**Instruction:**
Reproduce the records word for word, starting at the line that contains "For every instance of the man in blue" and ending at the end of the records, with both ends included.

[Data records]
'''

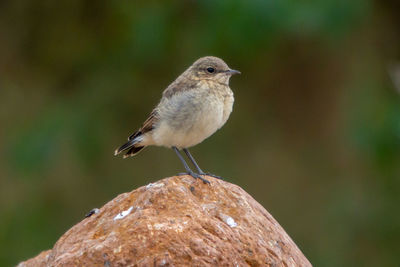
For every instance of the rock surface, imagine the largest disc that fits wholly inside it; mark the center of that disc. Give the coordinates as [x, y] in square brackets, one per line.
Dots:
[177, 221]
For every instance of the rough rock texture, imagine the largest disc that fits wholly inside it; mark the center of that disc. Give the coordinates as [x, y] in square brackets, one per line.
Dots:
[177, 221]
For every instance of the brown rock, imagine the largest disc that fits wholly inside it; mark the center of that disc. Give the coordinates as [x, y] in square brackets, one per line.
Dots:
[177, 221]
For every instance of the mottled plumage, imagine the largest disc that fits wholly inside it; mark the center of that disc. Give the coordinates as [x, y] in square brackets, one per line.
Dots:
[191, 109]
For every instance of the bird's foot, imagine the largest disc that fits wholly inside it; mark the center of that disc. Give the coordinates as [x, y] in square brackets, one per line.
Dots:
[212, 175]
[196, 176]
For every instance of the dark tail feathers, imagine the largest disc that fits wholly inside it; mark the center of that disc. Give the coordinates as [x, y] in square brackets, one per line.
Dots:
[132, 145]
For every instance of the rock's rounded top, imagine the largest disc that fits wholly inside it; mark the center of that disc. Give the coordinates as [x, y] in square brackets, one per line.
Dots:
[177, 221]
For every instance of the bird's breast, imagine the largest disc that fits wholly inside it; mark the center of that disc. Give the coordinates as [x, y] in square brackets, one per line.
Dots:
[190, 117]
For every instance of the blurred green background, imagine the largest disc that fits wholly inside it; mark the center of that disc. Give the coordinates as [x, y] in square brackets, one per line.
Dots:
[314, 135]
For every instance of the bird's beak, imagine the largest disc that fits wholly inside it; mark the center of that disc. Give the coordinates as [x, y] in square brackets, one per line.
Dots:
[232, 72]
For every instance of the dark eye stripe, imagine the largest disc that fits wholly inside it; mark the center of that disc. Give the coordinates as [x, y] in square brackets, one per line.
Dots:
[211, 70]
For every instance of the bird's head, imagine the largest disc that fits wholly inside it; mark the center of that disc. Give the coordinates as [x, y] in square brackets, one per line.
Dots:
[211, 68]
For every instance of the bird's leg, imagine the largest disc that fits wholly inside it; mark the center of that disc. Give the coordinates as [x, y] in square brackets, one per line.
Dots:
[188, 170]
[197, 166]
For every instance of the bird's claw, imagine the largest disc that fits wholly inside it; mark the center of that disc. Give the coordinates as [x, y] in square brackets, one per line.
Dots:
[196, 176]
[212, 175]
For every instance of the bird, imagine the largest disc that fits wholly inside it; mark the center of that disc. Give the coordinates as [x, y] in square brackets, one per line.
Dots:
[191, 109]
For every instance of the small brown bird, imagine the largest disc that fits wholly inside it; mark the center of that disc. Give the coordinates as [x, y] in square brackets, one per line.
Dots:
[191, 109]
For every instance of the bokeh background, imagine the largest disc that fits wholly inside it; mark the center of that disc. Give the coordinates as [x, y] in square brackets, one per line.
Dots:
[314, 136]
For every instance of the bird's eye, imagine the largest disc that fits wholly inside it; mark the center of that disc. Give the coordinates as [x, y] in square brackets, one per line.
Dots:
[210, 70]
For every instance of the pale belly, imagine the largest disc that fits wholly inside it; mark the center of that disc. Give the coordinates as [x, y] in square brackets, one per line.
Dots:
[204, 124]
[193, 123]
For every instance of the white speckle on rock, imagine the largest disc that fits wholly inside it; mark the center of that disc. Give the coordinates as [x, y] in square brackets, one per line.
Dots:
[123, 214]
[228, 220]
[231, 222]
[155, 185]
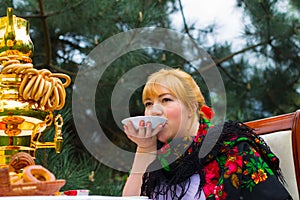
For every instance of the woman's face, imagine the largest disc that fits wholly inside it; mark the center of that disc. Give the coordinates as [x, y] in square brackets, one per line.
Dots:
[164, 104]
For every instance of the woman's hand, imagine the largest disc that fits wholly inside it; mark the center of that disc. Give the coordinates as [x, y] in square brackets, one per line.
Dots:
[145, 137]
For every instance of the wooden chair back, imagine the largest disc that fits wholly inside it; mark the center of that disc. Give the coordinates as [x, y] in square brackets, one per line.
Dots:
[282, 134]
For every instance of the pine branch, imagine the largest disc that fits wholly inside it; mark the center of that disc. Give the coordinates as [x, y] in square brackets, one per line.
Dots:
[46, 35]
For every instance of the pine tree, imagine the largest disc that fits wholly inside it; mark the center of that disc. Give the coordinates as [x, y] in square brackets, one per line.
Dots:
[261, 78]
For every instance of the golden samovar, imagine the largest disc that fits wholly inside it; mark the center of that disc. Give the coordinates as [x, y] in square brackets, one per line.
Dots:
[28, 97]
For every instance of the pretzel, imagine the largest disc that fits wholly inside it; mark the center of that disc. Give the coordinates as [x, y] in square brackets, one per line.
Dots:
[42, 86]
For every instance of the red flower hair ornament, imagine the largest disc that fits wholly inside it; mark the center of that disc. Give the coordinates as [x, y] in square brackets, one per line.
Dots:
[208, 112]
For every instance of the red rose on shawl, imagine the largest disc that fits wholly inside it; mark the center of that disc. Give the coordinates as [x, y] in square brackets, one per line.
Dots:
[212, 176]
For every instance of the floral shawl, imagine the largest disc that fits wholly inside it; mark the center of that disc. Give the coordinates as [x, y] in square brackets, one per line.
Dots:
[239, 166]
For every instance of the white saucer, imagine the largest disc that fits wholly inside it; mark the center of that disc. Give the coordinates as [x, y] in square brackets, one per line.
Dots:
[155, 120]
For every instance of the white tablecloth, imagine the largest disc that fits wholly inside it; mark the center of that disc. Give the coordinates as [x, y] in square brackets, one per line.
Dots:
[72, 198]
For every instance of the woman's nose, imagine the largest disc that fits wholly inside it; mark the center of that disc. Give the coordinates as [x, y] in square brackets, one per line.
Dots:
[156, 109]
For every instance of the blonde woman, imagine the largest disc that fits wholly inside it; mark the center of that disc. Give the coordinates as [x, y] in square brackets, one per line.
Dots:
[167, 163]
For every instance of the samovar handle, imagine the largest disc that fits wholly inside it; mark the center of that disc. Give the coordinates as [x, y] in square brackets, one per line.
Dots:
[10, 34]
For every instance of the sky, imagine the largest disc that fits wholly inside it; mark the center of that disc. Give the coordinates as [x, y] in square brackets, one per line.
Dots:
[204, 12]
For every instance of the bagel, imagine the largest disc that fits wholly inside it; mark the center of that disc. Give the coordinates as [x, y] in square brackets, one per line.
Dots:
[19, 161]
[37, 173]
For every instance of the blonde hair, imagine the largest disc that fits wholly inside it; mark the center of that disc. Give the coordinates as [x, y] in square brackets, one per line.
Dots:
[181, 85]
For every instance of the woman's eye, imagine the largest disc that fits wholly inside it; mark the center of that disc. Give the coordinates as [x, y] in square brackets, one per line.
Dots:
[166, 100]
[147, 104]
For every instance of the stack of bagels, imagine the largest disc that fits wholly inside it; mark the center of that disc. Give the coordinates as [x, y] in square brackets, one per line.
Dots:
[22, 169]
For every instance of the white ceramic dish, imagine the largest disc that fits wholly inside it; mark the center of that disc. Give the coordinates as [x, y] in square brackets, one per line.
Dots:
[155, 120]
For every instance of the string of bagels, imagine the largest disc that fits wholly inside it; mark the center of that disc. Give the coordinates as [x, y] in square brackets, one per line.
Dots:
[42, 86]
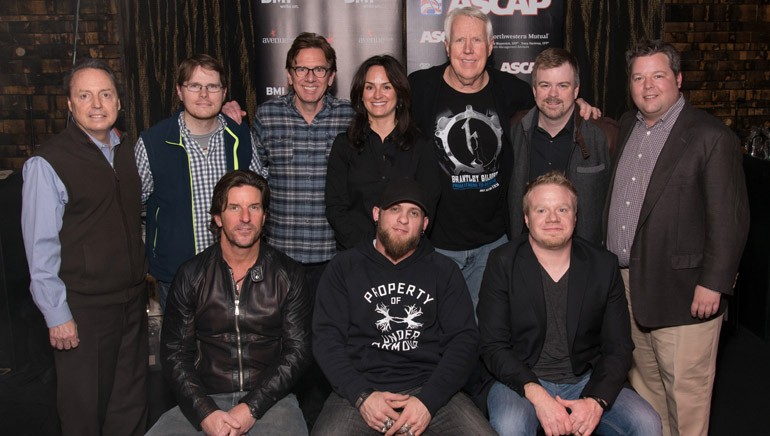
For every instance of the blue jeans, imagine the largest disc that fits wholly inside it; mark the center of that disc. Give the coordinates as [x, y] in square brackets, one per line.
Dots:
[472, 264]
[457, 417]
[511, 414]
[283, 419]
[163, 289]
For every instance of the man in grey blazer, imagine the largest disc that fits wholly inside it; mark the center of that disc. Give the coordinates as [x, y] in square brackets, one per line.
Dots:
[677, 218]
[553, 136]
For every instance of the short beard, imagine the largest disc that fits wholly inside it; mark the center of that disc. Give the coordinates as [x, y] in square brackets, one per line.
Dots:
[396, 249]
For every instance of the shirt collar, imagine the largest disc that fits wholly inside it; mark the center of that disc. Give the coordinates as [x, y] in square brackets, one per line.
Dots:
[666, 122]
[221, 124]
[114, 140]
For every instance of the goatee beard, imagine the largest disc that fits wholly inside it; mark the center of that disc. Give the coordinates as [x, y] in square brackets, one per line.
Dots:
[396, 249]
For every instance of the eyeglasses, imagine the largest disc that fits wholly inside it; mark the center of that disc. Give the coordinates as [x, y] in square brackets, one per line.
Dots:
[319, 72]
[197, 87]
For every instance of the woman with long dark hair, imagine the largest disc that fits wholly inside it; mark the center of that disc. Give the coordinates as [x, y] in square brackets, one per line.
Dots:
[381, 143]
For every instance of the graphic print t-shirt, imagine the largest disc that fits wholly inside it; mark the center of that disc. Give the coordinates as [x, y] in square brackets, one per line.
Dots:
[469, 141]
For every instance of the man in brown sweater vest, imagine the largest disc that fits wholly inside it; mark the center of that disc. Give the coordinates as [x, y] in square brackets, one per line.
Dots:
[82, 235]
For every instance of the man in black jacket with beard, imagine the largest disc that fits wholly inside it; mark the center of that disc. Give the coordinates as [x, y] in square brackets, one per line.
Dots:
[236, 334]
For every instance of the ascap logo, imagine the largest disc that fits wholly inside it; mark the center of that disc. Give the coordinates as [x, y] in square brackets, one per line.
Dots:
[524, 7]
[275, 90]
[433, 37]
[517, 67]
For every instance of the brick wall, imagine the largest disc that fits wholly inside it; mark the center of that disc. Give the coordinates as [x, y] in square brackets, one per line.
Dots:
[725, 63]
[36, 46]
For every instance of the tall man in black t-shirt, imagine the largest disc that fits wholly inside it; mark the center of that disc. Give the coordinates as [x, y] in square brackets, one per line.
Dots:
[466, 108]
[554, 328]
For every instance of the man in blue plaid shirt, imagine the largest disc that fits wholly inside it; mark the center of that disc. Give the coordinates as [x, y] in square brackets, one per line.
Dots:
[180, 159]
[294, 134]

'''

**Full answer:**
For every instance of the man in blue plaid shirt, imagine the largest disc that fits wholly inside it; mark the center of that disc. Give the coordinates as [x, y] in square brackets, one per line.
Dots:
[180, 159]
[294, 134]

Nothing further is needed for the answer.